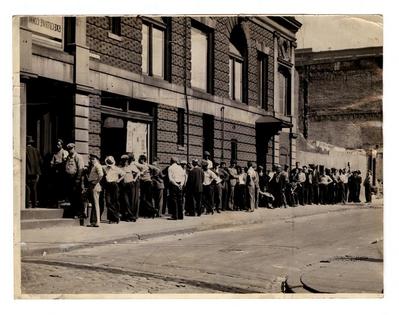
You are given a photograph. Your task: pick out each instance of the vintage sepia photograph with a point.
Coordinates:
(201, 156)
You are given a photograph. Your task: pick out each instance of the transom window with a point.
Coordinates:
(263, 79)
(238, 65)
(153, 44)
(201, 57)
(284, 91)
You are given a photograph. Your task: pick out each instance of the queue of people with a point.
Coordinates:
(133, 188)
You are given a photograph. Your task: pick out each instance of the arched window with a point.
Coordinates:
(238, 64)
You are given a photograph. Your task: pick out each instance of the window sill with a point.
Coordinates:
(114, 36)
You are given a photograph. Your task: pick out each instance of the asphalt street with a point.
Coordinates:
(253, 258)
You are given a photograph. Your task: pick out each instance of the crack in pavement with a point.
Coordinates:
(114, 270)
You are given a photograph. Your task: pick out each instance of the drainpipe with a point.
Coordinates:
(185, 89)
(222, 116)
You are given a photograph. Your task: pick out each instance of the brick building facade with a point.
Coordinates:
(340, 101)
(119, 84)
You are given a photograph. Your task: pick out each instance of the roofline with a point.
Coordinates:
(307, 56)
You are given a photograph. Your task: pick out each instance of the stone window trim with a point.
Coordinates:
(159, 24)
(208, 29)
(115, 26)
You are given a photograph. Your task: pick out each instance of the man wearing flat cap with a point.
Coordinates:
(177, 180)
(95, 176)
(74, 166)
(194, 189)
(33, 172)
(207, 158)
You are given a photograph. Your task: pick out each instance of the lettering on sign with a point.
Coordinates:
(50, 26)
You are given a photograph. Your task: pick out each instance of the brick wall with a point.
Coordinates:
(178, 25)
(167, 137)
(124, 54)
(353, 86)
(95, 125)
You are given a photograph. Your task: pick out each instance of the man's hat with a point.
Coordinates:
(29, 140)
(70, 146)
(94, 155)
(109, 160)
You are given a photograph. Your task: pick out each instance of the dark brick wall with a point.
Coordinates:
(178, 25)
(167, 137)
(353, 86)
(261, 35)
(95, 125)
(124, 54)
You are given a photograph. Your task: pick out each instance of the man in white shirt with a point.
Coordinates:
(177, 180)
(95, 176)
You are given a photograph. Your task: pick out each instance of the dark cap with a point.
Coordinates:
(29, 139)
(70, 146)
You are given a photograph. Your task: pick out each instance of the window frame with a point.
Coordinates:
(164, 27)
(233, 150)
(263, 80)
(237, 43)
(286, 73)
(210, 56)
(181, 113)
(115, 25)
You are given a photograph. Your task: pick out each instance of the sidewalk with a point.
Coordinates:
(39, 242)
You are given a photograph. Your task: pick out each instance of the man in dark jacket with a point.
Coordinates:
(194, 189)
(33, 172)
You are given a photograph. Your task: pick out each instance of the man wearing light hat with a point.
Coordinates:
(194, 189)
(207, 158)
(95, 176)
(177, 180)
(33, 172)
(74, 166)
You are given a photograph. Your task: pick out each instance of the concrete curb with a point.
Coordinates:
(67, 247)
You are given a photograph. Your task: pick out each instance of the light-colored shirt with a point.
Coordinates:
(242, 178)
(112, 173)
(96, 173)
(145, 171)
(128, 177)
(209, 176)
(301, 177)
(59, 157)
(176, 174)
(74, 164)
(325, 180)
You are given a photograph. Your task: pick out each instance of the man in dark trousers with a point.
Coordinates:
(194, 189)
(33, 172)
(177, 180)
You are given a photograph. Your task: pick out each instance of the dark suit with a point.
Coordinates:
(33, 171)
(194, 189)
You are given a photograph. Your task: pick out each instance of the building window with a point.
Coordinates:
(284, 83)
(180, 126)
(234, 150)
(201, 57)
(208, 127)
(69, 33)
(115, 25)
(153, 44)
(238, 66)
(263, 79)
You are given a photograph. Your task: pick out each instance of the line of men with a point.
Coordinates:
(137, 187)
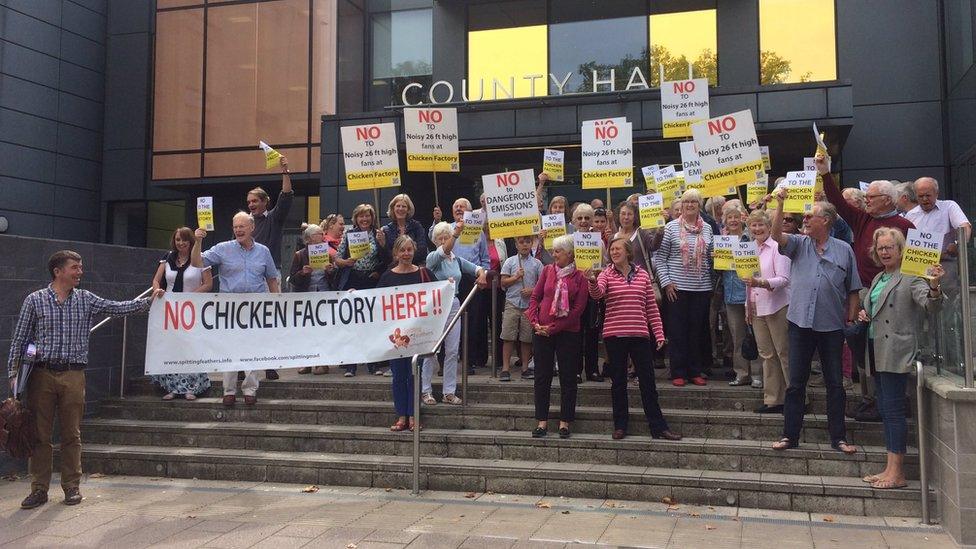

════════════════

Aim -> Return every line of the data above unchanged, omitting the pictures.

Correct response ->
You are given a photograph. Your task: pick out each instance of the vintage sepia photograph with a point.
Coordinates:
(201, 156)
You are given a photograph. Your task: pick out each instance of the transom window with a point.
Coordinates:
(263, 79)
(238, 65)
(153, 44)
(201, 57)
(284, 91)
You are given a photograph. Your task: pick out each instance of the queue of people with a point.
Coordinates:
(133, 188)
You are given a photograph. Your task: pick out each instance of the arched window with a point.
Coordinates:
(238, 64)
You are given a photograph. Your task: pick out each instance of the window sill with a point.
Coordinates:
(114, 36)
You are given a photograph. Your task: pick out each instance of the asphalt street with a point.
Coordinates:
(253, 258)
You are given a photograph. Your task: pick out each instance of the crack in pavement with a point.
Coordinates:
(114, 270)
You are given a photograph. Your task: pick out each instance of the drainpipe with a point.
Coordinates:
(185, 89)
(222, 116)
You are given a photograph. Your task: pick out each instance of the brick building facade with a point.
Coordinates:
(340, 101)
(119, 84)
You are given a photograph. Your task: pick out each instance of the roofline with a point.
Coordinates:
(307, 56)
You are given a photograph. Your task: pick out each instance of the stone window trim with a point.
Coordinates:
(159, 24)
(208, 29)
(115, 26)
You are given a photograph. Your task: pick out each instance of the man wearing flat cap with a point.
Coordinates:
(177, 180)
(95, 176)
(74, 166)
(194, 189)
(33, 172)
(207, 158)
You are given a photograph. Your task: pick out each instance of the lettering on sign with a point.
Coordinates:
(50, 26)
You are given a photograph. Your task: pick out each instance of the brick wall with a point.
Coordinates:
(178, 25)
(167, 137)
(124, 54)
(353, 86)
(95, 125)
You are given a photograph. Your task: pick out each instance of the man's hat with a point.
Coordinates:
(29, 140)
(70, 146)
(94, 155)
(109, 160)
You are given a photograph. Your task: pick out each instance of the dark brick wall with a point.
Coordinates:
(178, 25)
(167, 137)
(353, 86)
(261, 35)
(95, 125)
(124, 54)
You are given a photograph. Your task: pick out each instance of the man in white shirt with a point.
Coordinates:
(177, 180)
(95, 176)
You are given a photograph. Your task: pick out each instance of the dark cap with a point.
Coordinates:
(29, 139)
(70, 146)
You are given a photograph. Your task: pick out each instance of the window frame with a point.
Coordinates:
(164, 27)
(233, 150)
(263, 80)
(237, 43)
(286, 73)
(210, 56)
(181, 113)
(115, 25)
You are given a photograph. Your task: pick out each instance of the sidewalk with a point.
Coordinates:
(39, 242)
You are given a photograph. Your task: pick out each instance of the man in dark jacket with a point.
Coordinates:
(194, 189)
(33, 172)
You are given a photograph. Your task: pick out each instance of the man wearing light hat with a point.
Coordinates:
(194, 189)
(207, 158)
(95, 176)
(177, 180)
(33, 172)
(74, 166)
You are given a photograph. Your task: pick out each instance of the concrete curb with a point.
Coordinates:
(67, 247)
You are given a photograph. Your task: pick out each instance of the light-colored shirt with a point.
Coordinates:
(242, 178)
(112, 173)
(96, 173)
(145, 171)
(128, 177)
(209, 176)
(301, 177)
(59, 157)
(176, 174)
(74, 164)
(325, 180)
You are given a photograph. Your task: pick out each instance of the man in dark trousers with a point.
Coordinates:
(194, 189)
(33, 172)
(177, 180)
You are given a photograph. Your task: pick out each instance of the dark suit with a point.
Coordinates:
(33, 171)
(194, 189)
You are given a photograph. Your task: pick out each instance of the building window with a point.
Coordinates:
(284, 83)
(180, 126)
(234, 150)
(201, 57)
(208, 127)
(69, 33)
(115, 25)
(153, 44)
(238, 66)
(263, 79)
You are given a photograph. Your task: pick out each instance of the line of men with a point.
Coordinates:
(137, 187)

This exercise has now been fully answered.